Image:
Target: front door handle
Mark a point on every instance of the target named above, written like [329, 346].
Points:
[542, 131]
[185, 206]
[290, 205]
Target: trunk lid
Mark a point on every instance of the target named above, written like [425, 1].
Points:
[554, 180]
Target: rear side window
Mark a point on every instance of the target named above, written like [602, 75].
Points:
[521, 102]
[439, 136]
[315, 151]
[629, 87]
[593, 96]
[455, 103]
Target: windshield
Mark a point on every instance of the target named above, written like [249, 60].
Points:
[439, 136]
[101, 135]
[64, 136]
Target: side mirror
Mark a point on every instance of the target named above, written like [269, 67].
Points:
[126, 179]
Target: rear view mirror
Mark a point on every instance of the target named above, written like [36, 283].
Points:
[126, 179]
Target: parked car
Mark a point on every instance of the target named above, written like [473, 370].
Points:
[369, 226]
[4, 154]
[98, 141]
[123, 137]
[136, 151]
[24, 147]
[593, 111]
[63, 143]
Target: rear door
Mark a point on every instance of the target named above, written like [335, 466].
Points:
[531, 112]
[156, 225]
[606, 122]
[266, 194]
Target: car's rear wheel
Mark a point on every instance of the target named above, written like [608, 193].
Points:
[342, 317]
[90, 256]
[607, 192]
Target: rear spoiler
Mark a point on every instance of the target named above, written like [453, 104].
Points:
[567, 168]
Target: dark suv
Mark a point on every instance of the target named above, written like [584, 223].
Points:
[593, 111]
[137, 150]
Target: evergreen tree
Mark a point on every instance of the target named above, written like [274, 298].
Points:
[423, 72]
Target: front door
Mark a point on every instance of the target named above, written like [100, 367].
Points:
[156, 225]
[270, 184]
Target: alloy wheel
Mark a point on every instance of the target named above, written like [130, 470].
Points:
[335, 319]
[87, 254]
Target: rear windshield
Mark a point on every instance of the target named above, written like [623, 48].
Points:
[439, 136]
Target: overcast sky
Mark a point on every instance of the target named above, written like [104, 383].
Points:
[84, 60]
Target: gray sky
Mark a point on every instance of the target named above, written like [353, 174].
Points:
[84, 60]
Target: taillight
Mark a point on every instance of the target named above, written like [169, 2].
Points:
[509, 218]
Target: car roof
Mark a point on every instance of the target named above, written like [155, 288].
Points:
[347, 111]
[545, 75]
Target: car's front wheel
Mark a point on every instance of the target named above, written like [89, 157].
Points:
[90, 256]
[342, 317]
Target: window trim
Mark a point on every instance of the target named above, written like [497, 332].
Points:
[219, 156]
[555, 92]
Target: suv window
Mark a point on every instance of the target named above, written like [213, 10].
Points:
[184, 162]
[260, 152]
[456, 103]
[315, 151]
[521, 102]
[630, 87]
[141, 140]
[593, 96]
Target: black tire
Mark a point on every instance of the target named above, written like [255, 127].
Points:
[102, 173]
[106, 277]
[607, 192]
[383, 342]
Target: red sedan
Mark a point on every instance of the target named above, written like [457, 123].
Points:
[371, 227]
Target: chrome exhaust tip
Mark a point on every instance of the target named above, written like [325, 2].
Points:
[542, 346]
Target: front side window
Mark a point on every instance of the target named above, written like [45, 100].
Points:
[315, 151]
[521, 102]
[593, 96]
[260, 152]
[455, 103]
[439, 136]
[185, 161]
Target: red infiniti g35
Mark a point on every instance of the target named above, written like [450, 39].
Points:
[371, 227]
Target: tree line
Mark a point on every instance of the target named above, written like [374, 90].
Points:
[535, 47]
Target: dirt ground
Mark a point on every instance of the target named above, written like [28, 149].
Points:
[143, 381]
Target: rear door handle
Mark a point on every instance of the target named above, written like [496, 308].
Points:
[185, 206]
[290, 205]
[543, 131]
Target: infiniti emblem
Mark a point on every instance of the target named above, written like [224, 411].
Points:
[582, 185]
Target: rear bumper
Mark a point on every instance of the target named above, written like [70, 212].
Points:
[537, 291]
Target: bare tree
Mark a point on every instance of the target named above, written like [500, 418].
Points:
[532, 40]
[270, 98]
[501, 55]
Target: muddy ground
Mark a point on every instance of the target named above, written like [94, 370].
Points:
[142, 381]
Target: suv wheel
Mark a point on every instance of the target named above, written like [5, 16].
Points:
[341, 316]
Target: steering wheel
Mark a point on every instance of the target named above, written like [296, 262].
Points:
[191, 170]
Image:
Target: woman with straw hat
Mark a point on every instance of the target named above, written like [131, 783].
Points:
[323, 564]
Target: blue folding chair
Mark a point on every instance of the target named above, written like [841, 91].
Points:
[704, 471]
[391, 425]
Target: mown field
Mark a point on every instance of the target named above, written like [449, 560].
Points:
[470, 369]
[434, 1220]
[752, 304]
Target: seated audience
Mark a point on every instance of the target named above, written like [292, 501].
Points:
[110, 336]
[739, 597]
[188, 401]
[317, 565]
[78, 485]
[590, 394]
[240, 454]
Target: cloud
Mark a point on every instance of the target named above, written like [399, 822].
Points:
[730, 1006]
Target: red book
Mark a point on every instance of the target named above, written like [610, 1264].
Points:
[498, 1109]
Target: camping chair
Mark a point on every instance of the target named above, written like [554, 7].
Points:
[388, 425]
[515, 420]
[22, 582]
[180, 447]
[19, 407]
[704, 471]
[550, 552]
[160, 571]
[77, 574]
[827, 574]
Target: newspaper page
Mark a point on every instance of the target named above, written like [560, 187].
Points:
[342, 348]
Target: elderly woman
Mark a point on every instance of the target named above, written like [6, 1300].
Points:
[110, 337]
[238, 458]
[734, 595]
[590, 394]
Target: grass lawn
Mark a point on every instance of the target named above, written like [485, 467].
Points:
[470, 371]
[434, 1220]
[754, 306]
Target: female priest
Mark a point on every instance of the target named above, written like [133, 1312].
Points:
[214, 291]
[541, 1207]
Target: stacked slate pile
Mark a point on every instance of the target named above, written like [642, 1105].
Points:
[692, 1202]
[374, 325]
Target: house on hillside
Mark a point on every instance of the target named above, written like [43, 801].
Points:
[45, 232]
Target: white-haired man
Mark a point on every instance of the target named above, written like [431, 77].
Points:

########

Task instructions =
Identify each line in the records above containing the word "woman"; copy those lines.

Answer section =
Target: woman with straw hat
Target: elderly woman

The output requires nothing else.